GIVEN INSTRUCTION: Copy the data below line for line, without changing a single character.

Collection entries:
::::
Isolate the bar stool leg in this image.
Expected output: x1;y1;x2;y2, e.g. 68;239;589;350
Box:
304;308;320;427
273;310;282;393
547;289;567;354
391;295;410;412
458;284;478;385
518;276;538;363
::::
FINISHED ANSWER:
Isolate the bar stool leg in this image.
Expected output: x1;y1;x2;y2, e.g. 68;239;589;350
Box:
304;308;320;427
273;310;282;393
547;289;567;354
391;295;410;412
458;284;478;385
518;276;538;363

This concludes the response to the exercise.